→ Data for this task:
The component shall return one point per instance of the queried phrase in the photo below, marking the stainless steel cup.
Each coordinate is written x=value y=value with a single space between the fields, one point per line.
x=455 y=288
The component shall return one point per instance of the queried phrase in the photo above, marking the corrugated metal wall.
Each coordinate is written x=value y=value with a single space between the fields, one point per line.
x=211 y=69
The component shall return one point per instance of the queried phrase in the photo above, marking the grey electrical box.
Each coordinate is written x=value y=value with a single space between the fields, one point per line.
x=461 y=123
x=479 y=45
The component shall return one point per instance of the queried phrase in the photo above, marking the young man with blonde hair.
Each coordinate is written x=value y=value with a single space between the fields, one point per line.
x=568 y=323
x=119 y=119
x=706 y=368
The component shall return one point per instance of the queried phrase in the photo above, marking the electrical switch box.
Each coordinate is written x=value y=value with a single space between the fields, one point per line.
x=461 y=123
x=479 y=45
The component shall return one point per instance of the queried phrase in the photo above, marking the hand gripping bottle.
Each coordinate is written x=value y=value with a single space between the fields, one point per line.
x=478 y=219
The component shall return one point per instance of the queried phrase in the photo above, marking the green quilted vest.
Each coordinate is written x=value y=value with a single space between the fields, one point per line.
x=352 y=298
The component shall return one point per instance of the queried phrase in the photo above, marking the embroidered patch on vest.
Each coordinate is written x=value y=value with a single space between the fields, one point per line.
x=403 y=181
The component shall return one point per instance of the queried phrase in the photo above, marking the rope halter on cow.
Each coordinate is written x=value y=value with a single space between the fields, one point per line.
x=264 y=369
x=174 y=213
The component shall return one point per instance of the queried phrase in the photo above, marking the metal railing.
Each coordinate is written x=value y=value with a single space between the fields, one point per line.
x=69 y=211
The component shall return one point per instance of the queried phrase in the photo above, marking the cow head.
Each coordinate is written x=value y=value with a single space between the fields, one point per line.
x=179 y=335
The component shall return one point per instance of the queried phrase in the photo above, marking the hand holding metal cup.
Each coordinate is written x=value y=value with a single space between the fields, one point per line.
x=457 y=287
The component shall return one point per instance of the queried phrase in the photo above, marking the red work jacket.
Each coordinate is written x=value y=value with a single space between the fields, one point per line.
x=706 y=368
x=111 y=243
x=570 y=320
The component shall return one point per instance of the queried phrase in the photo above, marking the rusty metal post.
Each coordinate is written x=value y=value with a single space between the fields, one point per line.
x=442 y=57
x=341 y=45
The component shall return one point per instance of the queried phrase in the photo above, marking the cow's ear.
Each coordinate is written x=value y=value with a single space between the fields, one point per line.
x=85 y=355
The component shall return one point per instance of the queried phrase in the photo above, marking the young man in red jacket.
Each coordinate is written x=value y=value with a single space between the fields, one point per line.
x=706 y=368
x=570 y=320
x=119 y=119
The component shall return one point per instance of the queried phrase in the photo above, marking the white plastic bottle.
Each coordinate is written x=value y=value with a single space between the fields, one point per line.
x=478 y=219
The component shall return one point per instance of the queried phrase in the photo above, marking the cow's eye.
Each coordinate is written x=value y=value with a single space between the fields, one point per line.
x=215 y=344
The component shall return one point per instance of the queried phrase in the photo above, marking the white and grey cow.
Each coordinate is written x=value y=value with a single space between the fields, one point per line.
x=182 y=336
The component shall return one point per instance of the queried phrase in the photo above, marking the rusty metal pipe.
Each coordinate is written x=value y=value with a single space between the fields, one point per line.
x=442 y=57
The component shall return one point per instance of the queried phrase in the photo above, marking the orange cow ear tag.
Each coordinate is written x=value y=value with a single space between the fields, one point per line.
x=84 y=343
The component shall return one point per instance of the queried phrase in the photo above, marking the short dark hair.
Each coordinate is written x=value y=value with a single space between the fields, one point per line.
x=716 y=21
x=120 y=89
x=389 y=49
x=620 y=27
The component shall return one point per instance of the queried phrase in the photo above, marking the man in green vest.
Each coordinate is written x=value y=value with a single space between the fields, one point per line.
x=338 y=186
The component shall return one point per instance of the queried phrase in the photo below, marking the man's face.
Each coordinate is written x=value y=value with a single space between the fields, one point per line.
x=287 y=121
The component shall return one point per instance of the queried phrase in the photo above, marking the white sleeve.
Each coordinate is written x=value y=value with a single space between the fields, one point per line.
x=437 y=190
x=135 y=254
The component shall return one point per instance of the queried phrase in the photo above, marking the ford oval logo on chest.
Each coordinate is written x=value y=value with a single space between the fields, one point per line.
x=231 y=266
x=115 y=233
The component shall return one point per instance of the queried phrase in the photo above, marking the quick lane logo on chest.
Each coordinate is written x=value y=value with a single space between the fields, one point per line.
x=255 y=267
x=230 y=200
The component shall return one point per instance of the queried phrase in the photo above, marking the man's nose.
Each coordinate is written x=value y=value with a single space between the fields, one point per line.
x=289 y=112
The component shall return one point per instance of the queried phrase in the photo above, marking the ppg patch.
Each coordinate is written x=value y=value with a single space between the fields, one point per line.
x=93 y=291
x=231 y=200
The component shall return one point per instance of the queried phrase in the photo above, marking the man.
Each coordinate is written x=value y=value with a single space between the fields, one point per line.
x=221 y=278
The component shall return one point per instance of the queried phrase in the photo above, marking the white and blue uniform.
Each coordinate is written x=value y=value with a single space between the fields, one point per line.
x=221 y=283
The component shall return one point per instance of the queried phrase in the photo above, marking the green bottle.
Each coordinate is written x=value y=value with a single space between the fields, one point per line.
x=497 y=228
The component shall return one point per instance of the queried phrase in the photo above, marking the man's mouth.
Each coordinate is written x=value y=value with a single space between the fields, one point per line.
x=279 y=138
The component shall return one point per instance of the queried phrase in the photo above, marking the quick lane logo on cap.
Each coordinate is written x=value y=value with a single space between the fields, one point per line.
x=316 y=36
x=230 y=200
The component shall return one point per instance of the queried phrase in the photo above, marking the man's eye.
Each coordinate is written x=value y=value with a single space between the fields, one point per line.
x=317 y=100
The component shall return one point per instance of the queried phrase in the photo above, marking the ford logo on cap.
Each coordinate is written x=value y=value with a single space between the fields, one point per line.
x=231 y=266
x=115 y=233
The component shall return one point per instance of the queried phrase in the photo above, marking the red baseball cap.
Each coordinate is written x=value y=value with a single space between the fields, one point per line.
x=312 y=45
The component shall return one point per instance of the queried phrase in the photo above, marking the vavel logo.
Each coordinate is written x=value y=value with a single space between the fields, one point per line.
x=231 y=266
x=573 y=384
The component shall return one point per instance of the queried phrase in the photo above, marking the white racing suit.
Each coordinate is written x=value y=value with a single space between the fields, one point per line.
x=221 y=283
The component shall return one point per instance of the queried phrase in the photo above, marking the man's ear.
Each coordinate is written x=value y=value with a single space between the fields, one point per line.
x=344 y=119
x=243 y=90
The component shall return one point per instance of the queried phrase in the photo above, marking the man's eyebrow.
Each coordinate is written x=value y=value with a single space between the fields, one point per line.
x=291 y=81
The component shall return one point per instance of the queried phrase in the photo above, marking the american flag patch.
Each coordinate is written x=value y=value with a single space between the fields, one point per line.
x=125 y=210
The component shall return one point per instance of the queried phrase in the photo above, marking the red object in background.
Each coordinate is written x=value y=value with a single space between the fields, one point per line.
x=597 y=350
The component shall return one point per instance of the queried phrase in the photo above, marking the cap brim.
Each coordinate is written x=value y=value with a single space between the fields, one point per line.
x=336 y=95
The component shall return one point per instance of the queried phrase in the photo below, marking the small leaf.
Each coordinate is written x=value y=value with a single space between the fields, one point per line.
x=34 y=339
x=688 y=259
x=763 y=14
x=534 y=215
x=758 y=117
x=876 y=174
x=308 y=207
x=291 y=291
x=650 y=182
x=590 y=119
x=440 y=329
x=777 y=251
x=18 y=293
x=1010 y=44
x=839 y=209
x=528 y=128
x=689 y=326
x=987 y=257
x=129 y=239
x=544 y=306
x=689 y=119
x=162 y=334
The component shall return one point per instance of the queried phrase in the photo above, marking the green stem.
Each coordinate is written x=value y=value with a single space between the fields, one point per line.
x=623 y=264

→ Work task: Print exactly the lines above from the one with "marking the man." to the one with "and blue uniform.", including both.

→ Output below:
The component shall return one point per instance of the queried phrase in the photo above, marking the man.
Each coordinate is written x=value y=value with a single space between the fields, one point per line.
x=221 y=278
The component shall return one point per instance of the queried phrase in the photo above, marking the white and blue uniform.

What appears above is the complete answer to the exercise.